Rewrite the material below, replacing each "rooster" with "cockerel" and keeping everything else the same. Leave the pictures out of your answer.

- _SUPPLIED RECORDS_

:::

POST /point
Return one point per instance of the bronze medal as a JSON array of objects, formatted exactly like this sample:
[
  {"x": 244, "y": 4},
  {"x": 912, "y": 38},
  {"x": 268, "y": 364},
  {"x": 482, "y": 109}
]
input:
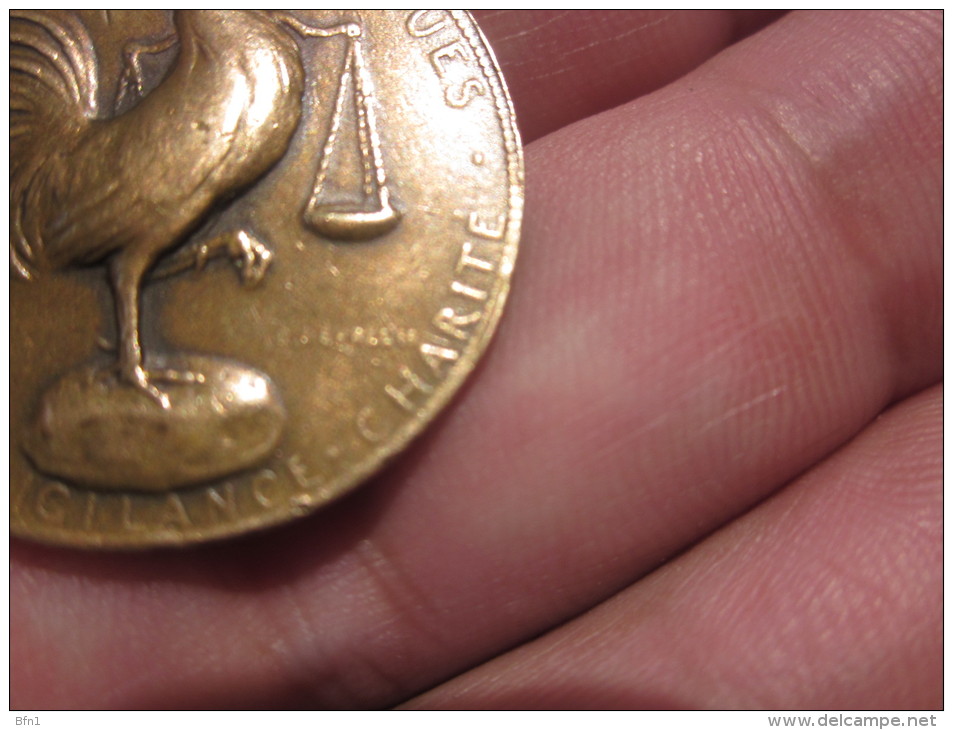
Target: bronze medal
[{"x": 253, "y": 253}]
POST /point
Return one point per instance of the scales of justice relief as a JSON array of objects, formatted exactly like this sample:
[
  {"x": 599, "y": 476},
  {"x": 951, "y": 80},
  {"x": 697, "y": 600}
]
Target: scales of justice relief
[{"x": 130, "y": 188}]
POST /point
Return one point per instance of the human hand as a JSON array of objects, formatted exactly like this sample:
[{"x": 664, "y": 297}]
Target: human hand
[{"x": 705, "y": 444}]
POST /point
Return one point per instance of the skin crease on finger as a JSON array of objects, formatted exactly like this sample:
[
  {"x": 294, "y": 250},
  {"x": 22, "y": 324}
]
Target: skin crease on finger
[
  {"x": 720, "y": 284},
  {"x": 795, "y": 605}
]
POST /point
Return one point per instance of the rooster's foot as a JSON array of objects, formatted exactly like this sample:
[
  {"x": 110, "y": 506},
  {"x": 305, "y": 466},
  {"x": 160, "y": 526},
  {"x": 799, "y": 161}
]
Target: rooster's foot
[
  {"x": 251, "y": 256},
  {"x": 144, "y": 381}
]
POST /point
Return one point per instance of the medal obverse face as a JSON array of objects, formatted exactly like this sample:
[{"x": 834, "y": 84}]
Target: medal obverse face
[{"x": 253, "y": 253}]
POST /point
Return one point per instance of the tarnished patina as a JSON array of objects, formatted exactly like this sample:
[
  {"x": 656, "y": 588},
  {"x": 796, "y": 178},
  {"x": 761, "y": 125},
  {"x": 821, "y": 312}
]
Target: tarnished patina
[{"x": 360, "y": 170}]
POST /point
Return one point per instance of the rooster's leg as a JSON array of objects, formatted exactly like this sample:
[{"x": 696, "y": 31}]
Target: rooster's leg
[{"x": 127, "y": 273}]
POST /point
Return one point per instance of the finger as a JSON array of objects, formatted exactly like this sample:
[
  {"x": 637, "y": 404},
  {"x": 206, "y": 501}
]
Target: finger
[
  {"x": 737, "y": 281},
  {"x": 829, "y": 595},
  {"x": 565, "y": 65}
]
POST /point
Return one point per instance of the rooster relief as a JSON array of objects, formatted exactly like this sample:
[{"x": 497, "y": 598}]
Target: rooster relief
[{"x": 128, "y": 186}]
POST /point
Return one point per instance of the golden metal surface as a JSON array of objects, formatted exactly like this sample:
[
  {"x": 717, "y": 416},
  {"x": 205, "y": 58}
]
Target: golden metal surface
[{"x": 361, "y": 170}]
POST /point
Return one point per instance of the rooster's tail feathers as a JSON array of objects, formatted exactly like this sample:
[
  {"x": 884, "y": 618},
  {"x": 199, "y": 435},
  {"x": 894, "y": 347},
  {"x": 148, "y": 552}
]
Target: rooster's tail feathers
[{"x": 53, "y": 78}]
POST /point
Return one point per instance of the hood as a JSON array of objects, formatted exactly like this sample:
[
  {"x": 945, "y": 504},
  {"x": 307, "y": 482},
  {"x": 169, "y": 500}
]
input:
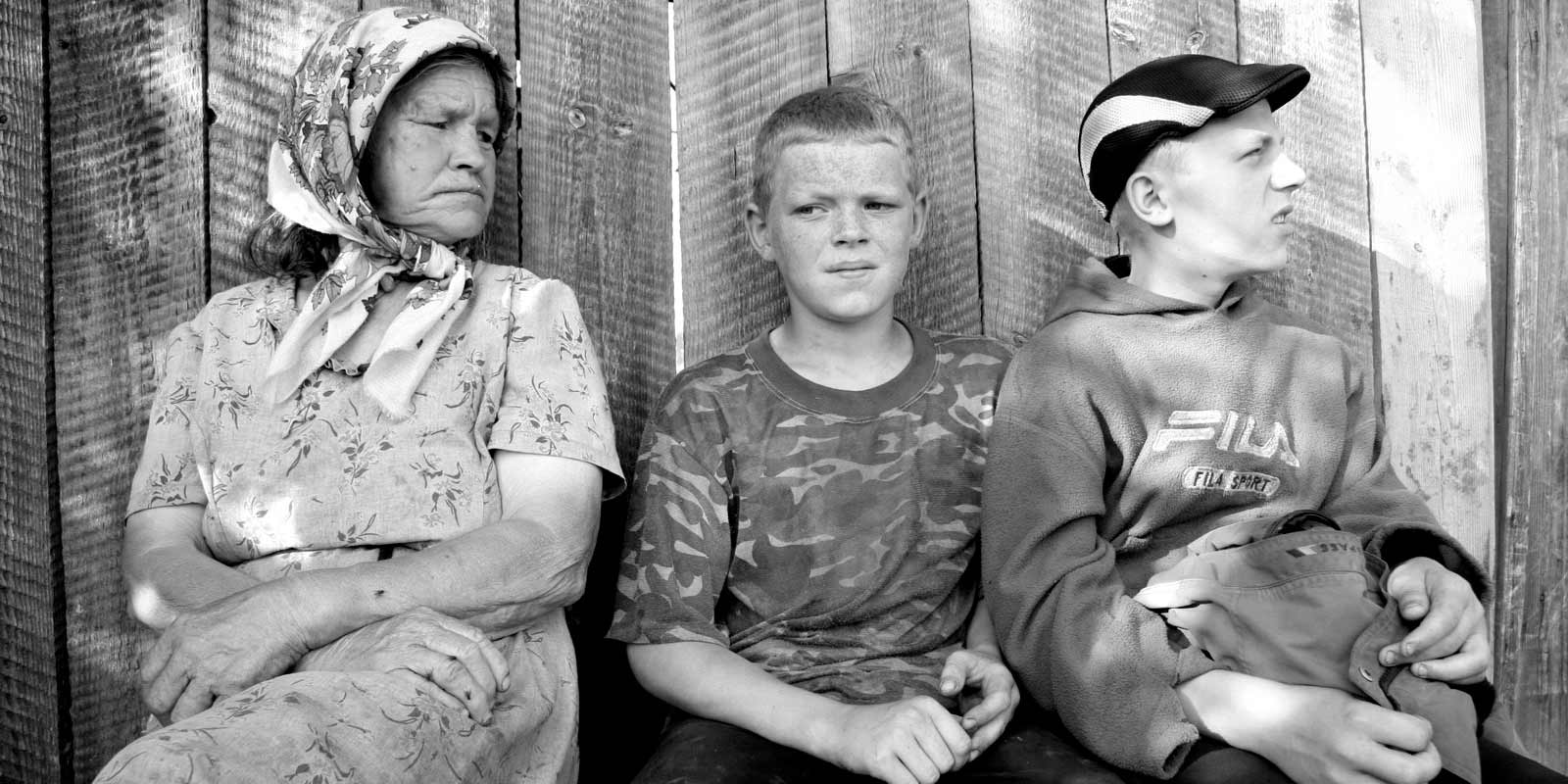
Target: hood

:::

- _TASK ANSWER_
POST /point
Return one point per instance of the bronze medal as a JSON array of objects, formatted exactly like this sample:
[
  {"x": 244, "y": 4},
  {"x": 912, "y": 38},
  {"x": 268, "y": 364},
  {"x": 482, "y": 109}
]
input:
Target: bronze medal
[{"x": 253, "y": 253}]
POST /point
Return one point per instance of the scales of justice relief as a JSON array of objects, formatted exactly like this sample:
[
  {"x": 599, "y": 476},
  {"x": 951, "y": 80},
  {"x": 697, "y": 600}
]
Target: scales of justice relief
[{"x": 130, "y": 188}]
POST /point
Return one point per instance of the human hand as a JSON array of objects, formatted exactly like this sample:
[{"x": 664, "y": 297}]
Target: human hand
[{"x": 705, "y": 444}]
POST /point
Return one point per instance of the skin crease on finger as a JSON array of objects, formatted exactly like this sample:
[
  {"x": 294, "y": 250},
  {"x": 22, "y": 324}
]
Target: skin crease on finger
[
  {"x": 720, "y": 284},
  {"x": 795, "y": 605}
]
POST /point
Return one point per instance of the cockerel's foot as a JSON array of objects, formatted exactly like this sample:
[
  {"x": 110, "y": 506},
  {"x": 305, "y": 466},
  {"x": 160, "y": 526},
  {"x": 799, "y": 161}
]
Target: cockerel's foot
[
  {"x": 251, "y": 256},
  {"x": 144, "y": 381}
]
POST /point
Return one point per instance of the medal obverse face as a JSON array of objects, formatted exactly like this sample:
[{"x": 834, "y": 84}]
Target: medal obverse face
[{"x": 253, "y": 253}]
POST /point
Return one point per instance of the tarnished patina as a JSON array of objects, formatted exactly like this sample:
[
  {"x": 656, "y": 588},
  {"x": 796, "y": 178},
  {"x": 761, "y": 125},
  {"x": 821, "y": 312}
]
Target: tarnished patina
[{"x": 360, "y": 170}]
POST /point
Return one point per instance of the cockerel's leg as a JSON array of objects, formatted exactly like this sample:
[{"x": 696, "y": 31}]
Target: cockerel's leg
[{"x": 127, "y": 273}]
POST /point
Return one point per instance of the finger as a JSON array of objects, formatted exactly like this sample:
[
  {"x": 637, "y": 404},
  {"x": 206, "y": 501}
]
Target: finger
[
  {"x": 737, "y": 281},
  {"x": 829, "y": 595},
  {"x": 565, "y": 65}
]
POST /point
Return one point per instance of the cockerel relief as a JSON array of objects, formatted exactly like this sample:
[{"x": 497, "y": 598}]
Target: cockerel relief
[{"x": 128, "y": 186}]
POST /point
Return one point per instance of the golden metal surface as a JSON array of objects, formatted exactly like this sample:
[
  {"x": 717, "y": 416},
  {"x": 205, "y": 58}
]
Target: golden metal surface
[{"x": 361, "y": 170}]
POST /point
Return one point per instance of the cockerel's tail feathers as a JSON array of objects, formatted exactly like this sample:
[
  {"x": 884, "y": 618},
  {"x": 199, "y": 435},
  {"x": 894, "y": 347},
  {"x": 148, "y": 552}
]
Target: cockerel's tail feathers
[{"x": 53, "y": 78}]
POST /point
Return one point per instance of the hood as a JSON array of objects, formatted exactly like this sample:
[
  {"x": 945, "y": 504},
  {"x": 307, "y": 482},
  {"x": 169, "y": 500}
]
input:
Target: hood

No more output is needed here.